*Brief*. Gather every line of the records below that contains the word "riverbed".

*****

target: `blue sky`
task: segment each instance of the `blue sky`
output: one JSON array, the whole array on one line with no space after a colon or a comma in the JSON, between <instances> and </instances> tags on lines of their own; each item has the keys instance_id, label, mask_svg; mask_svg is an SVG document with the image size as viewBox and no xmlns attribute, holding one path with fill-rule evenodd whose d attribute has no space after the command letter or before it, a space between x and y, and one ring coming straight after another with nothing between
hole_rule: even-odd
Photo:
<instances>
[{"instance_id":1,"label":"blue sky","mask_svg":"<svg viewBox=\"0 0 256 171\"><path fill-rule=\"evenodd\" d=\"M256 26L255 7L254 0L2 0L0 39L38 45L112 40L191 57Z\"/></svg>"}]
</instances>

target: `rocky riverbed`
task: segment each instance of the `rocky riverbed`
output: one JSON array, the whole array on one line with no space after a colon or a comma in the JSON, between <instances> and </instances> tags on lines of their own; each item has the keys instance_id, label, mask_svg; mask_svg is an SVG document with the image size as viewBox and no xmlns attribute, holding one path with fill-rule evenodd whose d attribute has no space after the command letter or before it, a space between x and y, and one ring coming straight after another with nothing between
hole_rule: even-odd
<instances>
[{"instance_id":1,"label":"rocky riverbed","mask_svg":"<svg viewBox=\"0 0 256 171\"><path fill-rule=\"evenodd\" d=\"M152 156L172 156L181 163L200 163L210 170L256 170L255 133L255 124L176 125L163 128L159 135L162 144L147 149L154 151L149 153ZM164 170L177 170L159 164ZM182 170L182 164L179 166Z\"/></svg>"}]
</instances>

*****

*Solution*.
target: `rocky riverbed`
task: segment each instance of the `rocky riverbed`
[{"instance_id":1,"label":"rocky riverbed","mask_svg":"<svg viewBox=\"0 0 256 171\"><path fill-rule=\"evenodd\" d=\"M152 156L172 156L181 163L200 163L210 170L256 170L255 133L255 124L176 125L163 128L159 135L162 144L147 149L154 151L149 153ZM164 170L177 170L159 164ZM182 170L182 164L179 166Z\"/></svg>"}]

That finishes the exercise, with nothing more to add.